* _STATED PROBLEM_: Reproduce each of the records below word for word, leaving out the pictures.
*** DATA SUPPLIED
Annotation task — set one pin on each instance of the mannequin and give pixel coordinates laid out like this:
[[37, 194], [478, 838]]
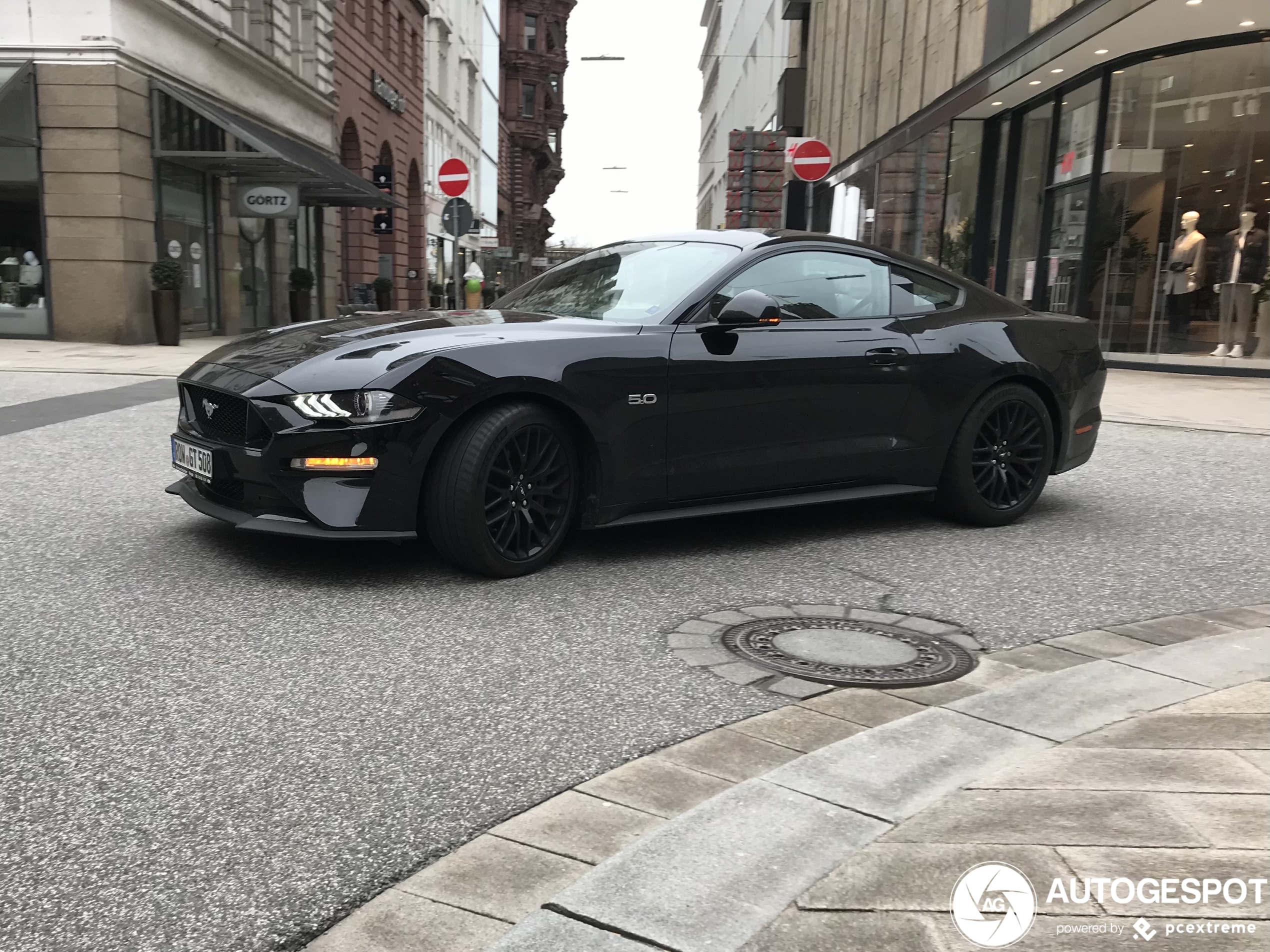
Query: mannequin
[[1244, 262], [1184, 276]]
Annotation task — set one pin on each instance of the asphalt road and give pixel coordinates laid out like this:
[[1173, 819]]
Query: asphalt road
[[219, 743]]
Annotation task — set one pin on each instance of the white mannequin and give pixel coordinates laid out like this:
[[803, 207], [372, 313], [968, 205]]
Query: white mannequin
[[1231, 287], [1186, 273]]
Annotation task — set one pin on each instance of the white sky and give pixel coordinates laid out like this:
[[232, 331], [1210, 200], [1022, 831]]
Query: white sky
[[640, 113]]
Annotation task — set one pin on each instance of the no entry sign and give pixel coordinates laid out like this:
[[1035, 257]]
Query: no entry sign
[[812, 160], [452, 177]]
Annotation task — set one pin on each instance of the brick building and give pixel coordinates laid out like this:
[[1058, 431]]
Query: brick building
[[532, 117], [379, 86]]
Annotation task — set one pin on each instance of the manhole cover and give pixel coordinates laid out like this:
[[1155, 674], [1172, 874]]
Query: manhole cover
[[841, 652], [800, 649]]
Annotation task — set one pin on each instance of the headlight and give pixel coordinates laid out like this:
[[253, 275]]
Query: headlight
[[356, 407]]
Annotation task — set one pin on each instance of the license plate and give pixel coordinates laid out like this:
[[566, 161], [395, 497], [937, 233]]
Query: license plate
[[194, 460]]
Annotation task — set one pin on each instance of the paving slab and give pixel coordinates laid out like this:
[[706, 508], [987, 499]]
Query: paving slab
[[494, 878], [902, 767], [581, 827], [1228, 821], [1252, 697], [1064, 705], [1136, 864], [866, 706], [399, 922], [1217, 662], [1258, 758], [1099, 644], [1040, 658], [550, 932], [728, 755], [1172, 630], [798, 728], [1186, 732], [1052, 817], [1094, 768], [657, 788], [935, 694], [708, 882], [796, 931], [918, 876]]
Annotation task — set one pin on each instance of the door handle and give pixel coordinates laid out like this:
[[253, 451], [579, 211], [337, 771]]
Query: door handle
[[886, 356]]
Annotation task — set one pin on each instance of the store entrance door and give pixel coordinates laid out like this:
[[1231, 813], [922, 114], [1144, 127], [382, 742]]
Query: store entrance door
[[187, 235]]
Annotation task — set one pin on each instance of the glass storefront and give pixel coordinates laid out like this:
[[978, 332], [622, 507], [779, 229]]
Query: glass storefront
[[23, 291], [1114, 197]]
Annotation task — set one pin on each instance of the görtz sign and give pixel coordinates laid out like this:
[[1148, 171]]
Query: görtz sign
[[264, 201]]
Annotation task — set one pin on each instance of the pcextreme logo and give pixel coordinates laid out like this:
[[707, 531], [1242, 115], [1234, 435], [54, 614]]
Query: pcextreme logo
[[994, 906]]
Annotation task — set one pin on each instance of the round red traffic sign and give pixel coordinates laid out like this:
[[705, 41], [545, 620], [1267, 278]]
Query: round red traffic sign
[[452, 177], [812, 160]]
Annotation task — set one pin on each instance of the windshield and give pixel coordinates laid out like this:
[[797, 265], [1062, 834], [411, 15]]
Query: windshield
[[636, 282]]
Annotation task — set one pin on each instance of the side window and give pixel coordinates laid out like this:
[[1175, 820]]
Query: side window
[[814, 286], [916, 294]]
******
* _RESPONSE TO THIS TASK_:
Annotation task — set one pin on each instance of the mannequin and give pixel coordinates laid out like this:
[[37, 194], [478, 838]]
Query: mannequin
[[1244, 262], [1184, 276]]
Annotation task — set one pin on each instance of the asphalt road and give pixel coordinates laid out like this:
[[1173, 819]]
Query: asphalt road
[[219, 743]]
Annotation task — set one pin on each instance of the white mannequin and give pixel coordinates laid out like this:
[[803, 207], [372, 313], [968, 205]]
Query: white mannequin
[[1231, 287], [1186, 273]]
Annotation task — set one pin on each instance of the white sky and give pixel coordinates laid out like this:
[[232, 331], [1210, 200], [1022, 831]]
Query: white sky
[[640, 113]]
Annotation task — set one pin on each instance of the no entry sign and give pixel coordinates laid out like this:
[[1035, 257]]
Query: no entry sign
[[812, 160], [452, 177]]
Annotation task — set one pin on each instance of the brick building and give pixel coordinates laid out like this:
[[1058, 431]]
Query: brick building
[[532, 117], [379, 86]]
Annotation task — set one pin on each instance of the manhole cover and give pixel coordinates laid out like this:
[[1155, 674], [1172, 874]]
Query: manhole cover
[[841, 652], [800, 649]]
Annotation task — set one pin on each instance of the headlight and give pixel coordinates laid out like this:
[[253, 275]]
Query: headlight
[[356, 407]]
Annotation task — set one pin on each instance of the license plate and give pixel coordinates laid out like this:
[[566, 161], [395, 497], [937, 233]]
Query: license plate
[[194, 460]]
Annotation task — set one pin on each instance of the paving slab and give pixel coordinates laid out like this:
[[706, 508], [987, 499]]
Query: paving slab
[[494, 878], [902, 767], [581, 827], [1228, 821], [1252, 697], [1064, 705], [1136, 864], [866, 706], [399, 922], [1217, 662], [1258, 758], [1099, 644], [1040, 658], [550, 932], [728, 755], [1172, 630], [798, 728], [1186, 732], [1052, 817], [1094, 768], [657, 788], [935, 694], [708, 882], [796, 931], [918, 876]]
Annotation task — set one pin on each instance of the door handle and give pixel coordinates laid out like this:
[[253, 451], [579, 211], [337, 771]]
Query: door handle
[[886, 356]]
Annotation task — set one pin on each instance of the store entrance door and give pixel coordinates laid out like this:
[[1231, 813], [922, 114], [1144, 127], [382, 742]]
Query: store entrance door
[[187, 235]]
Annotation task — set one pin on each instance of the glass storefront and give pixel coordinates laid out like this:
[[978, 332], [622, 507], [779, 229]]
Query: glass storefront
[[23, 291], [1114, 197]]
Annotation task — set one pin on each instance of the görtz sign and give pixel coordinates laid out like this:
[[1148, 171]]
Query: görtz sign
[[264, 201]]
Annotation task — set one pin on each instance of the pcextreme logo and give pixel coordinates laid out like this:
[[707, 531], [1242, 115], [1234, 435], [54, 614]]
Query: pcextreme logo
[[994, 906]]
Annotation task — set one pin on each instance of the round red traffic sign and give pixel coordinates laid out like this:
[[705, 41], [545, 620], [1267, 278]]
Query: round red traffic sign
[[452, 177], [812, 160]]
Annotation task — set one pin on each instance of the windshield and give pixel coordinates laid out like this:
[[797, 265], [1062, 834], [411, 15]]
Query: windshield
[[636, 282]]
Annotation task — set one pin on each instance of the side window and give pixel coordinates laid out like this:
[[1175, 820]]
Query: side window
[[814, 286], [916, 294]]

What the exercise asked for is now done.